## EXERCISE PROMPT
Reproduce the records verbatim from their first line through the line that contains "[(44, 177)]", including both ends. Omit the picture from your reproduction.

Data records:
** Begin **
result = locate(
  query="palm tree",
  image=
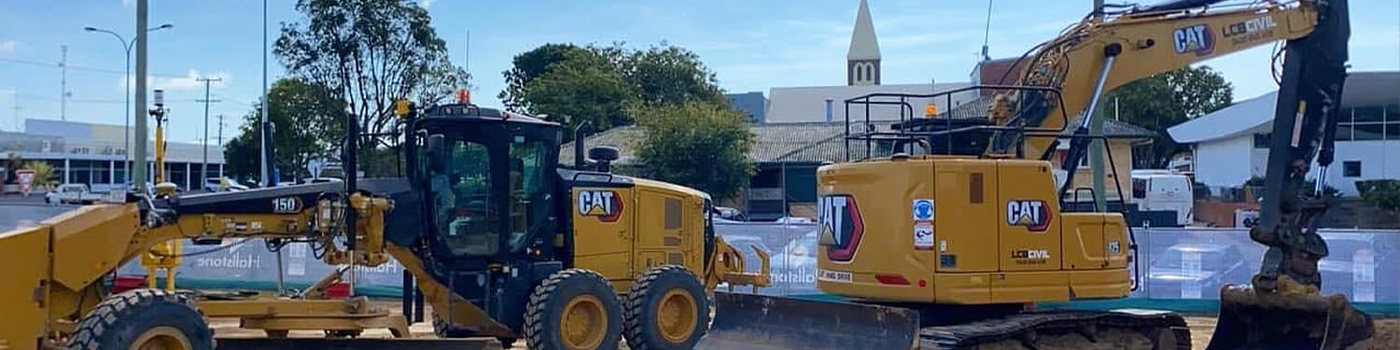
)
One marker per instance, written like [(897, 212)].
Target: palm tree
[(44, 177)]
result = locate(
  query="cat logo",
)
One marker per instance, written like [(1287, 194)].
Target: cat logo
[(1033, 214), (842, 227), (1194, 38), (605, 205)]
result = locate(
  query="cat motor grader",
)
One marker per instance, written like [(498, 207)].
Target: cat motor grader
[(500, 240), (945, 238)]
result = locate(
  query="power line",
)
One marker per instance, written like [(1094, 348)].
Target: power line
[(81, 67)]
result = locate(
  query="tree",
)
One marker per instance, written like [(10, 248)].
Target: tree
[(671, 74), (308, 123), (704, 146), (1164, 101), (370, 53), (581, 87), (44, 174), (599, 83), (529, 65), (1383, 193)]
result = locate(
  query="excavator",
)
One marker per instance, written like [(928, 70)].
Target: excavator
[(947, 230), (499, 238)]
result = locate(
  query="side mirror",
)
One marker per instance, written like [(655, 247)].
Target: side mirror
[(436, 153), (604, 156)]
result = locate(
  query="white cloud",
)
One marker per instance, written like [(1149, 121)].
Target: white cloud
[(188, 83)]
** End **
## ANSWER TO THE PROBLEM
result = locate(
  query="palm tree",
  image=
)
One marker per instance, written like [(897, 212)].
Target: palm tree
[(44, 177)]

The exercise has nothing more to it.